Napięcie w nas

Zaciskanie zębów wynika z napięć i stresu, który odreagowujemy w nocy.

Skutkuje ono uwidaczniającą się na brzegach siecznych poszarpaną powierzchnią szkliwa. Zęby stają się coraz krótsze. Jeśli brakuje bocznych zębów, zwłaszcza trzonowych, proces postępuje szybciej.

Jeśli zbadam Twoje mięśnie, nie tylko te wewnątrzustne, możesz dopiero wówczas zdać sobie sprawę i poczuć, że one bolą. Są to tzw. punkty spustowe – punkty największego napięcia, największej koncentracji bólu.

Ciało jest tak cudownie skonstruowane, że biochemicznie maskuje ból, to jest do biochemiczne zużycie, o którym pisałam wcześniej. Maskuje ból do czasu, do momentu przekroczenia pewnej granicy kompensacji. Wówczas ciało „mówi nie” i zgłaszasz się do fizjoterapeuty, czy dentysty, zależnie od tego, gdzie „odpali” problem.

Dostępne dane:
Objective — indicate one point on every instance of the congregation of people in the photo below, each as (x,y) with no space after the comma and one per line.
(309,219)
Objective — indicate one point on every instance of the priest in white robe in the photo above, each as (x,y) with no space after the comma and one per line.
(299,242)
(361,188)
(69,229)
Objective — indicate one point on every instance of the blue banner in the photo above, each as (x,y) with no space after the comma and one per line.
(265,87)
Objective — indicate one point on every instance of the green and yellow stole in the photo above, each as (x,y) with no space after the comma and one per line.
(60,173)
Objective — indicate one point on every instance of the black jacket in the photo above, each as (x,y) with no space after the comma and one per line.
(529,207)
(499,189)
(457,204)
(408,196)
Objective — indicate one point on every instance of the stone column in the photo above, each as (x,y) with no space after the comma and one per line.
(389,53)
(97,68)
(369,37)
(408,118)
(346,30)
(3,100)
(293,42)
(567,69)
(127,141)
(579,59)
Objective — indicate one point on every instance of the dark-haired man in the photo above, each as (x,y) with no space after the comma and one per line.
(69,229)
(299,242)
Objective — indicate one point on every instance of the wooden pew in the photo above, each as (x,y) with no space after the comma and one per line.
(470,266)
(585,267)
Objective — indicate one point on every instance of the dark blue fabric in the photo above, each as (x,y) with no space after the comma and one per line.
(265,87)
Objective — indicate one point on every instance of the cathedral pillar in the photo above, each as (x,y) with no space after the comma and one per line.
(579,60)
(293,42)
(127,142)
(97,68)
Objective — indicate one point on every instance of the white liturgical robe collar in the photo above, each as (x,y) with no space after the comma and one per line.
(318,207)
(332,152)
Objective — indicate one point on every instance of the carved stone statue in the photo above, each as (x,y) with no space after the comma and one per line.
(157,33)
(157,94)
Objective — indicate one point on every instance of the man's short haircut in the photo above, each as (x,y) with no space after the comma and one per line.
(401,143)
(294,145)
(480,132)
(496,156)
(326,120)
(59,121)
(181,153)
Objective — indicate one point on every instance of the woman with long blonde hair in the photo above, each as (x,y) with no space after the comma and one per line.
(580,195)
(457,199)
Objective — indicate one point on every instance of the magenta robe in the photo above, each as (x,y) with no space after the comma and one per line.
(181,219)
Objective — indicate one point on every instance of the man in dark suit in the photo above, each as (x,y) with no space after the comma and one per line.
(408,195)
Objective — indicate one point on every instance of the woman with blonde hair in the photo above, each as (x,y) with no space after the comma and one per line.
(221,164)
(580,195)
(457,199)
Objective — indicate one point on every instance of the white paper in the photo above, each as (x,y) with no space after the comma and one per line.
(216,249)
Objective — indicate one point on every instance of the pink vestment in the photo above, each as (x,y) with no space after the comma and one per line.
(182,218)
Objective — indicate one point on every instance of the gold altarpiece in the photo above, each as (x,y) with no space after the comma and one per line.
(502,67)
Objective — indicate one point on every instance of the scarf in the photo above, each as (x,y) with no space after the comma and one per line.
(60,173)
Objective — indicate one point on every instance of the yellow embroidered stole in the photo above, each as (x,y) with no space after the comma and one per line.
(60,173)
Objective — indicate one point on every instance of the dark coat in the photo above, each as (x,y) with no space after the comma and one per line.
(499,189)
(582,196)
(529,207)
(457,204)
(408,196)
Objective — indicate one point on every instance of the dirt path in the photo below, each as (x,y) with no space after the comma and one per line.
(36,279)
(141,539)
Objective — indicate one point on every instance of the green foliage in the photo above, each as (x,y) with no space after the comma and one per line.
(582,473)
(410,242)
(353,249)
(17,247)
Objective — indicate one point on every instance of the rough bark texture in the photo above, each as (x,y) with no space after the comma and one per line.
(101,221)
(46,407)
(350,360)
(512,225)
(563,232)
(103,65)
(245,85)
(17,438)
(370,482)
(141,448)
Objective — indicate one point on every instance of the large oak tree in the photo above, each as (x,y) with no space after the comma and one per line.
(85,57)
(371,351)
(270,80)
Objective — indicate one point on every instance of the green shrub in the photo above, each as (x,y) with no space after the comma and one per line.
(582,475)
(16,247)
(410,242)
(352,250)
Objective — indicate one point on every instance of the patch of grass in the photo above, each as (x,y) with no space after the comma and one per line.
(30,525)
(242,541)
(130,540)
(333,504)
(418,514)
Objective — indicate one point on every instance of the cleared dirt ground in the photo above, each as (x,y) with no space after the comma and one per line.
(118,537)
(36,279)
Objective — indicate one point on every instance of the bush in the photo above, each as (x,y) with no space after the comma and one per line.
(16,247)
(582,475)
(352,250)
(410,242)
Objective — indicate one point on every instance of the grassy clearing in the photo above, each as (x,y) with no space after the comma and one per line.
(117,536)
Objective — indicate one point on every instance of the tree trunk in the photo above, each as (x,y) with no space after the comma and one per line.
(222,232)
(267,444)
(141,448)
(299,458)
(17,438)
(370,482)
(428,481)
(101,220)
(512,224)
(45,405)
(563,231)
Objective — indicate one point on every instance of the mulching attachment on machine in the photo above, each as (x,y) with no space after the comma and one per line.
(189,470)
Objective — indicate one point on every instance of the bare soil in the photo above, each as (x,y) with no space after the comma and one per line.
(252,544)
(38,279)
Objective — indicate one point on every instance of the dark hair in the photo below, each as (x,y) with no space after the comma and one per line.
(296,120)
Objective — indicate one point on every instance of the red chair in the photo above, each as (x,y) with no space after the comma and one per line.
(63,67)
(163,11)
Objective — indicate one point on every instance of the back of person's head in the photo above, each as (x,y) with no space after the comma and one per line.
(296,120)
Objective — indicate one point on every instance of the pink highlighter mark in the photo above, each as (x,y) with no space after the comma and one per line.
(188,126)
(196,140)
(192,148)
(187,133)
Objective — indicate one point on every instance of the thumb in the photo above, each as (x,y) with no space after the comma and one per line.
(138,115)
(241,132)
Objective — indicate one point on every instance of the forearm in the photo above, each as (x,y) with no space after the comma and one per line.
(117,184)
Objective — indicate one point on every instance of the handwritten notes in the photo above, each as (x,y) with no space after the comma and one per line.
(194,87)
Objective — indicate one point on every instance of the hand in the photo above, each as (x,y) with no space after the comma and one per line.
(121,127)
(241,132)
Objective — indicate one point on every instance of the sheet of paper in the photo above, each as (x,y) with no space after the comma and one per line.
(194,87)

Polecenie:
Przepisz fragment tekstu o zaciskaniu zębów od słów „Zaciskanie zębów wynika” aż do słów „największej koncentracji bólu.” włącznie, zamieniając „stresu” na „lęku”.

Oczekiwana odpowiedź:
Zaciskanie zębów wynika z napięć i lęku, który odreagowujemy w nocy.

Skutkuje ono uwidaczniającą się na brzegach siecznych poszarpaną powierzchnią szkliwa. Zęby stają się coraz krótsze. Jeśli brakuje bocznych zębów, zwłaszcza trzonowych, proces postępuje szybciej.

Jeśli zbadam Twoje mięśnie, nie tylko te wewnątrzustne, możesz dopiero wówczas zdać sobie sprawę i poczuć, że one bolą. Są to tzw. punkty spustowe – punkty największego napięcia, największej koncentracji bólu.